__TASK STATEMENT__.
Leave the pictures out and quote every line from the start of the listing to the line with "224L227 223L210 216L200", inclusive.

__LISTED RECORDS__.
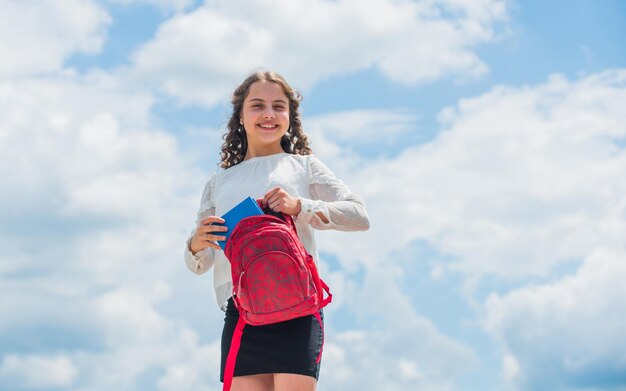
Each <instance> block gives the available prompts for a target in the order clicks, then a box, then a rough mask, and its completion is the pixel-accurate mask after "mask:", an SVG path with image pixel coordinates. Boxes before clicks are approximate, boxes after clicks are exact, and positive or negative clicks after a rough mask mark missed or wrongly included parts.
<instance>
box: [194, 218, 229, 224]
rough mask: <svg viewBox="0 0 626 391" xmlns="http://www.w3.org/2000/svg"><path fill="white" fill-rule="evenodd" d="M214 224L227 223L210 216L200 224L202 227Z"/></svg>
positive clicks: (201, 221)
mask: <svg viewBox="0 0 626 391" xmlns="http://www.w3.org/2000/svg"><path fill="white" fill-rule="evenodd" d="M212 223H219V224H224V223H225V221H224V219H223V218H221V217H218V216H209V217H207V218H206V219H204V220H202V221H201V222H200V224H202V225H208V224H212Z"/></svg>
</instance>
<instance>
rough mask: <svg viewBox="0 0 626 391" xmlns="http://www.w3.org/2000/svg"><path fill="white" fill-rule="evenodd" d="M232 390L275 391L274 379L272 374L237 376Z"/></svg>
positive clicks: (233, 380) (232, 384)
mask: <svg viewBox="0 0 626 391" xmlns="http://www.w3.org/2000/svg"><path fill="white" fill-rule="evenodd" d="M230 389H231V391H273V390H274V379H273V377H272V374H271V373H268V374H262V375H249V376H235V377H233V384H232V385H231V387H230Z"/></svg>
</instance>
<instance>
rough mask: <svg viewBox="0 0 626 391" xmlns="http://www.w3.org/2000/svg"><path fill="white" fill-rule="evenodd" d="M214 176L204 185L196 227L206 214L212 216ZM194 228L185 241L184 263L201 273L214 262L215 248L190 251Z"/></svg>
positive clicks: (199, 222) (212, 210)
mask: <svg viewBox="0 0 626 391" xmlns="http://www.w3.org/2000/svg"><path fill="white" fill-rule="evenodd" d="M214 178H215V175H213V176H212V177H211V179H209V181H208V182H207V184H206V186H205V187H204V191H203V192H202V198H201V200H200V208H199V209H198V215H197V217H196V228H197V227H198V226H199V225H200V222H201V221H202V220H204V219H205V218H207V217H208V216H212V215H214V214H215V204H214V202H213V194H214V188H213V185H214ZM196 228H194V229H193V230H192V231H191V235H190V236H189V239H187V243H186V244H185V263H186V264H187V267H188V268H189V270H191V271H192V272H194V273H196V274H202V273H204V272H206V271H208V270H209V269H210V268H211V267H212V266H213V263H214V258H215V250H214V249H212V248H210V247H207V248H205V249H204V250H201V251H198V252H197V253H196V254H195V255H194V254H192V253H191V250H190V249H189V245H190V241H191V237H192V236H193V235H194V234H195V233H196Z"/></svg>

__RESULT OF THE EXERCISE__.
Each <instance> block gives the available prompts for a target in the order clicks, then a box, then a rough mask, and its completion is the pixel-accurate mask after "mask:", an SVG path with image pixel coordinates. Boxes before clicks are approximate, boxes after clicks are exact, and positive or negative clicks after a rough mask mark missed or wrongly included parts.
<instance>
box: [194, 218, 229, 224]
rough mask: <svg viewBox="0 0 626 391" xmlns="http://www.w3.org/2000/svg"><path fill="white" fill-rule="evenodd" d="M214 224L227 223L210 216L200 224L202 227Z"/></svg>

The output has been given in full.